DIRECTIONS FOR THIS TASK | Gather every line in the records that contains the word "water".

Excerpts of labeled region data

[start]

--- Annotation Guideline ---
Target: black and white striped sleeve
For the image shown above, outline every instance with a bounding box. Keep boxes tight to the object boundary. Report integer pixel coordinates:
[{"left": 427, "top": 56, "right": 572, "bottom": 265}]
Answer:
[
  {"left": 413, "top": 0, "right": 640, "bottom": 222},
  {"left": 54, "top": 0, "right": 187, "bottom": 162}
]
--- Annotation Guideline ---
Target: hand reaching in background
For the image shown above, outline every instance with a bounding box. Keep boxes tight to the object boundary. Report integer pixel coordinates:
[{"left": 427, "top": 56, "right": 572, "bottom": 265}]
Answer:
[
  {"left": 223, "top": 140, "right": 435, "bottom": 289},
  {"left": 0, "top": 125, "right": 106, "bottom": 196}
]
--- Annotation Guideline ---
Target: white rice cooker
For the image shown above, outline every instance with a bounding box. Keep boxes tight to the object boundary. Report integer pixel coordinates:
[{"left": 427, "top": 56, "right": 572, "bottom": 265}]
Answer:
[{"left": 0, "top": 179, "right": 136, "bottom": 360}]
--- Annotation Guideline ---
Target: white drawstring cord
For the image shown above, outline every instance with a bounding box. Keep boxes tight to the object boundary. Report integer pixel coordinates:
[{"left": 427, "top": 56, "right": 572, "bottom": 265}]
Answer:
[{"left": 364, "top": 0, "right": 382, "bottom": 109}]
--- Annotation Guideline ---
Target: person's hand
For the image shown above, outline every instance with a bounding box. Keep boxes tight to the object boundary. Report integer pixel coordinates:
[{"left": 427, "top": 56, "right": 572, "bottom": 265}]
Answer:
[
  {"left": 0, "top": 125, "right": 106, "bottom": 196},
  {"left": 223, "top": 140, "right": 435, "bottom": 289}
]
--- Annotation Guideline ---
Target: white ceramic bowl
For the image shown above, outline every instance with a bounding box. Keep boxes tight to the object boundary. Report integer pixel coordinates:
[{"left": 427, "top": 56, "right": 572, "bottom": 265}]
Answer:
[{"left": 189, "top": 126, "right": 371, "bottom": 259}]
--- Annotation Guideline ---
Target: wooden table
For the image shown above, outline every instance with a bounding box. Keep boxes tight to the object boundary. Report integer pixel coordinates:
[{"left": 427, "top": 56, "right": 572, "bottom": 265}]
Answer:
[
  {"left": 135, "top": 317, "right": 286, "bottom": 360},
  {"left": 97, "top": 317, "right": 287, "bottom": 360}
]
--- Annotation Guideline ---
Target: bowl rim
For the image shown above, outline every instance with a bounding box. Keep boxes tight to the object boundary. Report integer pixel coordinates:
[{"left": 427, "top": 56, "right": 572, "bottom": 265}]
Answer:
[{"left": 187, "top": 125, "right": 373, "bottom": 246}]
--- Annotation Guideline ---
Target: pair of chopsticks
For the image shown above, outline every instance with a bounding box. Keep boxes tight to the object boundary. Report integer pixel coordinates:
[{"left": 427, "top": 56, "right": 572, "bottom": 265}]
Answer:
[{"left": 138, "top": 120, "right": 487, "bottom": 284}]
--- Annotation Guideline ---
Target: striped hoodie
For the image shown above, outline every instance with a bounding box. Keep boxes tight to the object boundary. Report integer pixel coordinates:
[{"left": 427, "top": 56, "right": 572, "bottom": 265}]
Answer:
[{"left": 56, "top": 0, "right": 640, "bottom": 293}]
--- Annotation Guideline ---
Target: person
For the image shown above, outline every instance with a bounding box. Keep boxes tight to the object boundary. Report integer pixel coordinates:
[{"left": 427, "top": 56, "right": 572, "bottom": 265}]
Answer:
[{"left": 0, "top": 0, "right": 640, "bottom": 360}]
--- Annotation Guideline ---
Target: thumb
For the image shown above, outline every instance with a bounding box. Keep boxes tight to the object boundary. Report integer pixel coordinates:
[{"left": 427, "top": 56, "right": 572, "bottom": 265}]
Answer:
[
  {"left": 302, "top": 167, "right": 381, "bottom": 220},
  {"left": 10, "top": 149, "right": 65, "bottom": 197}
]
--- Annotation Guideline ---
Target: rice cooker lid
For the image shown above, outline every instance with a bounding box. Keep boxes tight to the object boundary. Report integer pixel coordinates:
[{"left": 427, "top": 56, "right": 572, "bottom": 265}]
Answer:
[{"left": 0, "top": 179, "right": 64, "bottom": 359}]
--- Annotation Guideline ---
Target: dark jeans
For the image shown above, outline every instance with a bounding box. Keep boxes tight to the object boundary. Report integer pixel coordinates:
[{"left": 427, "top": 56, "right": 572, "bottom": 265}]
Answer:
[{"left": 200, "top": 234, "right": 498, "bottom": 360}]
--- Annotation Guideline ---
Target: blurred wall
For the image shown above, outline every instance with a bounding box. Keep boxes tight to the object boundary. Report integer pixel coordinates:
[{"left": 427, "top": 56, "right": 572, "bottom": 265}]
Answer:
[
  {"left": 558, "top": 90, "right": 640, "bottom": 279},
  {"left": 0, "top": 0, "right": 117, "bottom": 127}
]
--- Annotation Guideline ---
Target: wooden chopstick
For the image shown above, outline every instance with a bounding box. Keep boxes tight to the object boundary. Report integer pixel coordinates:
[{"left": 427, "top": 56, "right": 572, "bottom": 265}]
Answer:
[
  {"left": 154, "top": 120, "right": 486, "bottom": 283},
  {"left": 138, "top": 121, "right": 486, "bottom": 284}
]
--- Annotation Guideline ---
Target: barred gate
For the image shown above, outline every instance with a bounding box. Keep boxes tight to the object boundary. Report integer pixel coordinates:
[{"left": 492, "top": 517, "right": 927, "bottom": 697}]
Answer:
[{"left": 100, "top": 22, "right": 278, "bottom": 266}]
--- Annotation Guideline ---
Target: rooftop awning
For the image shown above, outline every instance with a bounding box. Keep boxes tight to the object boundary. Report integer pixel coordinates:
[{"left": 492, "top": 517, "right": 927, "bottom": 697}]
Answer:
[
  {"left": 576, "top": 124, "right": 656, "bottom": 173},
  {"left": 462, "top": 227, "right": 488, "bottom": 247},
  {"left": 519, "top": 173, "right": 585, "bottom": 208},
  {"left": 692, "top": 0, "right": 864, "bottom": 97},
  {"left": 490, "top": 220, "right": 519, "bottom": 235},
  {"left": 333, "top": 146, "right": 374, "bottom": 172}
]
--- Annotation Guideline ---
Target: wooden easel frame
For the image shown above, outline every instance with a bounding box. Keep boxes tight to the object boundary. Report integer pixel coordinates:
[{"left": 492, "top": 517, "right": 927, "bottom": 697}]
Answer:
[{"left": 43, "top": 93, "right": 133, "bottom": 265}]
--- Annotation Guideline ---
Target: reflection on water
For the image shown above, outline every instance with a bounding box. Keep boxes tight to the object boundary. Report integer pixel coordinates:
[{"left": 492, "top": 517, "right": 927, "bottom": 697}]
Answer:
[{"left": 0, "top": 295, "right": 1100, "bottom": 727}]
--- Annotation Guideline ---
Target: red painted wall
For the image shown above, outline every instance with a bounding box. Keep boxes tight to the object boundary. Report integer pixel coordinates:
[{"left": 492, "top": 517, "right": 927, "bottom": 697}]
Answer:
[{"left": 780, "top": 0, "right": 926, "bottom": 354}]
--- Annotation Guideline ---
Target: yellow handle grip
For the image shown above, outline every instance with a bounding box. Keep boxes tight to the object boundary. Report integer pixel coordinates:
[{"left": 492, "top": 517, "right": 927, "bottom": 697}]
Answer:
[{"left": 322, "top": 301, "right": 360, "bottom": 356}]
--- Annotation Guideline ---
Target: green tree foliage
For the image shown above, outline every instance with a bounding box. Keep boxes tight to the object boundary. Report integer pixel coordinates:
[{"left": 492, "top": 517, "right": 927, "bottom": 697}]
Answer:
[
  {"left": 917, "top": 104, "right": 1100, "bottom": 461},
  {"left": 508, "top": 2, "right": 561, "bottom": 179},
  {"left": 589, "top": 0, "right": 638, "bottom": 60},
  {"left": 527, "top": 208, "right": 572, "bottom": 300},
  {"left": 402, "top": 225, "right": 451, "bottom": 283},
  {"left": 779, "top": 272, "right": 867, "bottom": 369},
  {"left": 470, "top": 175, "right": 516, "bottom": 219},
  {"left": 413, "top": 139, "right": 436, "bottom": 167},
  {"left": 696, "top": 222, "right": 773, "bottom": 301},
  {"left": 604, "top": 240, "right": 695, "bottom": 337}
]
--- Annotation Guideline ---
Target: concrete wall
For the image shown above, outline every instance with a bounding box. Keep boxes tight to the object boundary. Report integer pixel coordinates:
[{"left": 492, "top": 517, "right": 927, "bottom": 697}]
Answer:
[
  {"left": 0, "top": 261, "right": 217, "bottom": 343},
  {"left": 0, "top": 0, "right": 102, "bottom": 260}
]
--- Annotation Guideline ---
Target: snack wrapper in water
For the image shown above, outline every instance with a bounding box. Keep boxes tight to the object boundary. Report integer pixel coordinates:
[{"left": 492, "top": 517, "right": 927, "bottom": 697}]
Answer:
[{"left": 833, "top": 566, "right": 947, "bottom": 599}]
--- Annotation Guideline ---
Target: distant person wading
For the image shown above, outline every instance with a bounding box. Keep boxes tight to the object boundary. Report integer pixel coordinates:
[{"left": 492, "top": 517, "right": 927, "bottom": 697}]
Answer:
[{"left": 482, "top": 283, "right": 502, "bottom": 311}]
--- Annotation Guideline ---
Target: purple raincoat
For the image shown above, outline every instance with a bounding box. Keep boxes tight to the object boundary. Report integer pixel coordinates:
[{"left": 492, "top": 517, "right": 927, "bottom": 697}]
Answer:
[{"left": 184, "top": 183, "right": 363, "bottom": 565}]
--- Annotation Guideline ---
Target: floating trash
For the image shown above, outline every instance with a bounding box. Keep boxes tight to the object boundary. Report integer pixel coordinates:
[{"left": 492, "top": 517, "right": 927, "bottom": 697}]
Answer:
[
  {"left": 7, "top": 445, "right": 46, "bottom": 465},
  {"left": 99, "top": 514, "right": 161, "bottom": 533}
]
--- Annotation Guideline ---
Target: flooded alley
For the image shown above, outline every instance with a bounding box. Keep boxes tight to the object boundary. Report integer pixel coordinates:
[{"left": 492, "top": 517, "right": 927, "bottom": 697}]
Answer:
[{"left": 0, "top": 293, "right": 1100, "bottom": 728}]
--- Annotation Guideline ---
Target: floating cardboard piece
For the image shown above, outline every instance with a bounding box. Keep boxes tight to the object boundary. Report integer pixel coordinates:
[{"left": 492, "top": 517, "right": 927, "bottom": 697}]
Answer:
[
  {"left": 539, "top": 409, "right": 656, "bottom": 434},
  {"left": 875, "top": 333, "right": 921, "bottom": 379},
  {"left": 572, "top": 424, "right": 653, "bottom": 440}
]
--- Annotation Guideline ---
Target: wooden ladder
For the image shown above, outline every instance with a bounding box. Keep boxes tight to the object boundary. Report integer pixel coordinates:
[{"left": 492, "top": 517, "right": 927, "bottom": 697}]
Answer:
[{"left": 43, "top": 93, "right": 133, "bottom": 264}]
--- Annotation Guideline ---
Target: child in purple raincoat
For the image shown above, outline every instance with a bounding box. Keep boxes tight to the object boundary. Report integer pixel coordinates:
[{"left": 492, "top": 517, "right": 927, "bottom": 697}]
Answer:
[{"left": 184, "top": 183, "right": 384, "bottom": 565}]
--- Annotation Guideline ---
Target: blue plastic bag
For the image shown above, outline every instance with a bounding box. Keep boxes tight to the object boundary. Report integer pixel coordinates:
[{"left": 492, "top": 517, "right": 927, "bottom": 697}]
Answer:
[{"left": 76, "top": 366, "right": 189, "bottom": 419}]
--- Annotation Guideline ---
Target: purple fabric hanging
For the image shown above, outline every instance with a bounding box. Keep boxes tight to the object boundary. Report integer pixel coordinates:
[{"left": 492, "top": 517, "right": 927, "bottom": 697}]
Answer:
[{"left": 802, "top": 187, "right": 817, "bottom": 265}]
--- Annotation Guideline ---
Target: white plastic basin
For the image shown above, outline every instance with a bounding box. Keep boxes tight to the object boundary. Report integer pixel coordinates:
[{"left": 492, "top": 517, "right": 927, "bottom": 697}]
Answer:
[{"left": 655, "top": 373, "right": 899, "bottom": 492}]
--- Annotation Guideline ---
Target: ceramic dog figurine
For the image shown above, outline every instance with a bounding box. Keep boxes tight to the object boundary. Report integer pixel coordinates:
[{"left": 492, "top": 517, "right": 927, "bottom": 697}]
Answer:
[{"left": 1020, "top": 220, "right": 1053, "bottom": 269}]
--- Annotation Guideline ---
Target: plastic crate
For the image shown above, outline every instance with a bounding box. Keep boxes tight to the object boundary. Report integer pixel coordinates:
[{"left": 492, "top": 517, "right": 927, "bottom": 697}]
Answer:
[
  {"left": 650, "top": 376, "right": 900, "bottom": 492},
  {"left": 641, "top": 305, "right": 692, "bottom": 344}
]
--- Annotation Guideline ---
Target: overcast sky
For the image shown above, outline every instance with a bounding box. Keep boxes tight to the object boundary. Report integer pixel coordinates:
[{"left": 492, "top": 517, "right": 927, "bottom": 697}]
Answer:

[end]

RESPONSE |
Target: reflection on water
Target: snack wrapper in water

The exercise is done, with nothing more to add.